## DOCUMENT SECTION

== Segment start ==

As Marylanders try to keep themselves healthy during the COVID-19 pandemic, concerns over drinking water safety have surfaced. Some locals rely on tap water for hydration and refreshment while others buy bottled water.
There are many benefits of both drinking water sources but with the coronavirus natural disaster in full force, some Americans are questioning if their tap water is safe to drink. Rest assured, the Centers for Disease Control and Prevention (CDC) is taking extra precautions to protect the safety of people living in the United States during these trying times.
The Environmental Protection Agency (EPA) has the authority to oversee water suppliers on state and local levels. The agency is responsible for setting and implementing standards for public drinking water quality through the Safe Drinking Water Act (SDWA).
The CDC claims “COVID-19 virus has not been detected in drinking water.” The organization also claims the methods utilized in conventional water treatment can inactivate or remove the virus responsible for COVID-19.
Is Your Hot Tub Or Pool Safe?
Indoor and outdoor swimming pools and hot tubs have also raised some concerns during the COVID-19 pandemic. While the evidence is minimal, the CDC believes the virus cannot from hot tubs and pools to humans. The agency recommends cleaning and disinfecting with chemical elements, such as chlorine and bromine, which can inactivate or remove the virus responsible for COVID-19.
Unfortunately, the same cannot be said about wastewater from sewage systems. Evidence shows COVID-19 has been detected in “untreated” sewage for up to two to 14 days, according to the CDC. There are cases of COVID-19 transmission related to sewage aerosols.
Chlorination methods utilized to treat municipal sewage systems may inactivate the coronavirus. Preventing the spread of the virus when working around sewage and wastewater, Personal Protective Equipment (PPE) and basic hygiene practices are a necessity. Workers should also be vaccinated against tetanus, Hepatitis A and B, typhoid fever, and polio.

== Segment end ==

## TASK GOAL
In the article on drinking water safety, copy the part between "As Marylanders try" and "these trying times.", inclusive, and substitute "faucet water" for every "tap water".

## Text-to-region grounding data
== Segment start ==

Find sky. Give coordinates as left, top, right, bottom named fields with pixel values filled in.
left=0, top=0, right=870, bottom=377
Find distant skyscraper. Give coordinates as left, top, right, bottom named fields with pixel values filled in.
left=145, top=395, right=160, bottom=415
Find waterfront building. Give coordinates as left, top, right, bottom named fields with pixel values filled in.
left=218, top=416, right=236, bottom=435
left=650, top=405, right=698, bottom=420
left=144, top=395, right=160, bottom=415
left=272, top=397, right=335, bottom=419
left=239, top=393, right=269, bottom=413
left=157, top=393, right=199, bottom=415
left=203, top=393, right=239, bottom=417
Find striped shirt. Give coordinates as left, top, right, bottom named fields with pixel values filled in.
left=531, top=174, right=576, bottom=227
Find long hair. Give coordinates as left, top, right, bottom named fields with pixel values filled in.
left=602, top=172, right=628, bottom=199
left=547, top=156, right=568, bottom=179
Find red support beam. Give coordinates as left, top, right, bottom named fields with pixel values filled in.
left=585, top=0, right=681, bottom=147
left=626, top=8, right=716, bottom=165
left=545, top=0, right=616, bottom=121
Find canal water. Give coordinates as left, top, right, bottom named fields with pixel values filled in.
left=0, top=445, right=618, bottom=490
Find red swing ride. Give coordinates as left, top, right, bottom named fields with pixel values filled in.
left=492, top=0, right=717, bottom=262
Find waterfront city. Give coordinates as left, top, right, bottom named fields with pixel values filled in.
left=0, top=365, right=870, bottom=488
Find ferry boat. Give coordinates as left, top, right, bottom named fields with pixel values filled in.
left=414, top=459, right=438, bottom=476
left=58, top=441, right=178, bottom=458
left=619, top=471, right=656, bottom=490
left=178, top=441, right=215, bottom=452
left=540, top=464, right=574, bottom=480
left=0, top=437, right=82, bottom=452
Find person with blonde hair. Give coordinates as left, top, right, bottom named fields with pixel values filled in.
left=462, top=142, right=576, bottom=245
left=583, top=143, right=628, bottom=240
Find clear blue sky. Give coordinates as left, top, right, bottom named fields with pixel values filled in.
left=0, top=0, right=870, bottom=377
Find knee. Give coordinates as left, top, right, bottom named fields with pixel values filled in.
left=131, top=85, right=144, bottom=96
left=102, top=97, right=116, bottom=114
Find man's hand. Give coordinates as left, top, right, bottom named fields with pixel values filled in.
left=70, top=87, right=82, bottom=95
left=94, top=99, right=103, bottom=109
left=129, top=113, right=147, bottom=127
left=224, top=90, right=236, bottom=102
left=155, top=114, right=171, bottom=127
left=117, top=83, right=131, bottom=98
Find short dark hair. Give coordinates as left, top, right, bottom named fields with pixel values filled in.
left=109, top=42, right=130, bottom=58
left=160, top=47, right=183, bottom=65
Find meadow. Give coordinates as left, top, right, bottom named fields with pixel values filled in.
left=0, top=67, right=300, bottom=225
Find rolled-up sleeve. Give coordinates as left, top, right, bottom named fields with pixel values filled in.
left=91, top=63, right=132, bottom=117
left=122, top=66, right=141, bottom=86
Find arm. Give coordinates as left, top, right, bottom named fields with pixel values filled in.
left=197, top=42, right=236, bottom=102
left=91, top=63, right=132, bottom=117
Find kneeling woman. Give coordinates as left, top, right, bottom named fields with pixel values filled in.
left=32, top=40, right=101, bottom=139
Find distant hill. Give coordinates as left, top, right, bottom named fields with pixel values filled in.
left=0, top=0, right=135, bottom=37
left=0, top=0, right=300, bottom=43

== Segment end ==

## ANSWER FOR THE TASK
As Marylanders try to keep themselves healthy during the COVID-19 pandemic, concerns over drinking water safety have surfaced. Some locals rely on faucet water for hydration and refreshment while others buy bottled water.
There are many benefits of both drinking water sources but with the coronavirus natural disaster in full force, some Americans are questioning if their faucet water is safe to drink. Rest assured, the Centers for Disease Control and Prevention (CDC) is taking extra precautions to protect the safety of people living in the United States during these trying times.